What to Stream: Julia Roberts and Clive Owens' Twisty Spy Romance 'Duplicity'

Duplicity (2009)

The Basics: A delightfully sophisticated caper about two corporate spies (Clive Owen and Julia Roberts) whose romantic past comes to light when they’re employed by rival companies.
If You Liked: Focus, Dirty Rotten Scoundrels, and The Sting

In the new Will Smith film Focus, a seasoned con artist and his protégée (Margot Robbie) fall in love while agonizing over whether to trust one another. That’s not a problem for Ray (Clive Owen) and Claire (Julia Roberts), the protagonists of Tony Gilroy’s oddly neglected 2009 romance Duplicity. During one sexy moment, Claire leans into Ray’s ear and whispers “Admit it — you don’t trust me either.” These two don’t know how to have a normal conversation without working an angle, and that’s what makes the sparks fly.

Strictly speaking, Duplicity might not be a con-artist movie, but it works on the same principles. Two masters of the art of deception, the charming bumbler Ray and the preternaturally cool Claire, join forces to pull one over on the rival pharmaceutical companies that employ them. Both are ex-government spies, and the rub is that they share a romantic past — and possibly, a romantic present. Writer-director Gilroy keeps the audience guessing by leaping back and forth in time throughout the story, an ingenious device that mimics the way the main characters live their lives (always two steps ahead!) and upends the predictability that plagues so many con-artist movies. Duplicity’s big twists are genuine surprises, because viewers are too busy trying to untangle the characters’ pasts to second-guess what’s coming.

What really makes Duplicity sparkle though, is its unexpected setting: corporate espionage. Gilroy is a master at pulling psychological drama from the business world, from his neo-Gothic screenplay for Devil’s Advocate to his much-lauded directorial debut Michael Clayton. In Duplicity, he finds comedy in a corporate culture where the monetary stakes are sky-high, but the actual objects are remarkably petty: a skin cream formula, for example, or a frozen-pizza recipe. Tom Wilkinson and Paul Giamatti play the rival pharmaceutical CEOs who employ entire teams of spies in an effort to find some miniscule flaw in the other’s business. Everything the audience needs to know about their world is revealed in a brilliant, slow-motion title sequence, during which the two CEOs emerge from their respective private jets and proceed to pummel one another on the tarmac.

Stored dataset items
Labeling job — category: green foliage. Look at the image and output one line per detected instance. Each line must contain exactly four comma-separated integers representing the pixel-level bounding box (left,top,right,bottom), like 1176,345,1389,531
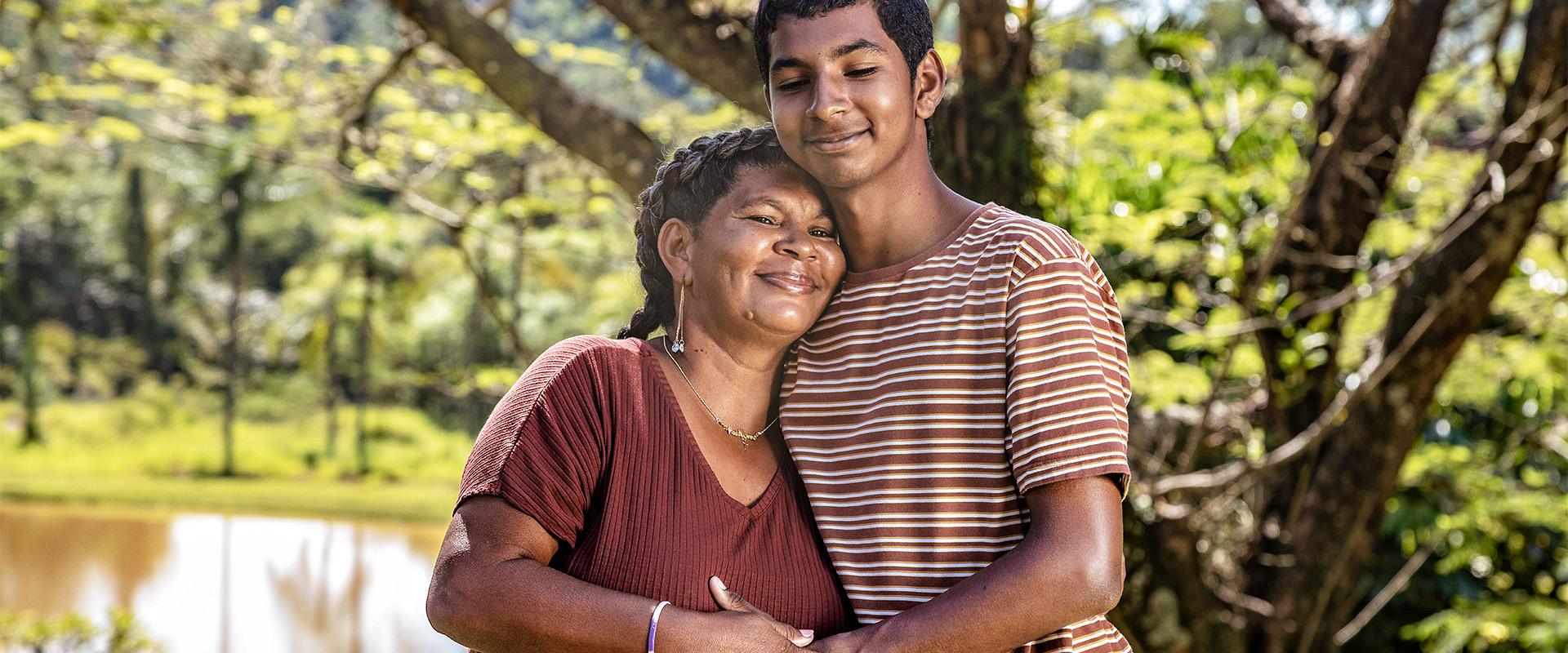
0,609,163,653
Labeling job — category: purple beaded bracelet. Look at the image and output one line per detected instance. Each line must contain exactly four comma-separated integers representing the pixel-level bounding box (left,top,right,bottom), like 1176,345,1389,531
648,602,670,653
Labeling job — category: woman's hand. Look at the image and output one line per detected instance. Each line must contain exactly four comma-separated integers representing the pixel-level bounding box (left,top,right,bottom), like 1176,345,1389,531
656,603,811,653
707,576,815,650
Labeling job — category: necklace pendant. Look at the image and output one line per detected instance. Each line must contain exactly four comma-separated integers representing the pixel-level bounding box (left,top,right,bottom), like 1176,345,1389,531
718,423,760,448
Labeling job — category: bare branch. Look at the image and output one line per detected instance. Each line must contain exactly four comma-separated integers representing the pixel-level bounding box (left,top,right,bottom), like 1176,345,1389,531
593,0,768,116
337,29,425,163
1256,0,1361,73
387,0,663,198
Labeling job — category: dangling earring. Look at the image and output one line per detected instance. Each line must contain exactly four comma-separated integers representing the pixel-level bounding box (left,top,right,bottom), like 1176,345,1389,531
670,285,685,354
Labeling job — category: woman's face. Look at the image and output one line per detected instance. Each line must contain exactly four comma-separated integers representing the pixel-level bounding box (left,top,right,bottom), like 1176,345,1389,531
660,164,844,340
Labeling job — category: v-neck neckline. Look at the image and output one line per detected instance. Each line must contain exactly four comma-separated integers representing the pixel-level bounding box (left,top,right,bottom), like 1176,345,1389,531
637,338,784,518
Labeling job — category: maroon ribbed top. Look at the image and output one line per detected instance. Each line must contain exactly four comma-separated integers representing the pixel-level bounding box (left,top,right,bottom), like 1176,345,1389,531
458,335,853,637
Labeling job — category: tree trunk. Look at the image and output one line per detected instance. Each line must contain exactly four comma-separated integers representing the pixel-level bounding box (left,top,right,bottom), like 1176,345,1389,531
218,164,251,476
931,0,1041,213
322,291,339,457
20,321,44,446
126,163,174,380
1256,0,1568,651
354,252,375,476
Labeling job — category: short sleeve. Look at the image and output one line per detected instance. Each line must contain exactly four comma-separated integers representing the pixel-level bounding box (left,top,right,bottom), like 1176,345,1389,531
458,341,610,547
1007,255,1130,495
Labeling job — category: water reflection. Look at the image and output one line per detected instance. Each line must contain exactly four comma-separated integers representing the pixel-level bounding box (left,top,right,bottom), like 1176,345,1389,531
0,504,461,653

- [Apply what you read]:
[a] What does the Duplicity review say, in two sentences?
[b] Rewrite the part of the Duplicity review starting with "What to Stream: Julia" and going on through "by rival companies.", replacing "caper" with "thriller".
The listing has no connection to the Duplicity review.

- [Problem solutions]:
[a] Duplicity, Tony Gilroy's 2009 film, follows ex-government spies Ray and Claire, played by Clive Owen and Julia Roberts, who share a romantic past and join forces to pull one over on the rival pharmaceutical companies that employ them. The film keeps viewers guessing by leaping back and forth in time, and it finds comedy in its corporate-espionage setting, where rival CEOs played by Tom Wilkinson and Paul Giamatti chase petty objects at sky-high monetary stakes.

[b]
What to Stream: Julia Roberts and Clive Owens' Twisty Spy Romance 'Duplicity'

Duplicity (2009)

The Basics: A delightfully sophisticated thriller about two corporate spies (Clive Owen and Julia Roberts) whose romantic past comes to light when they’re employed by rival companies.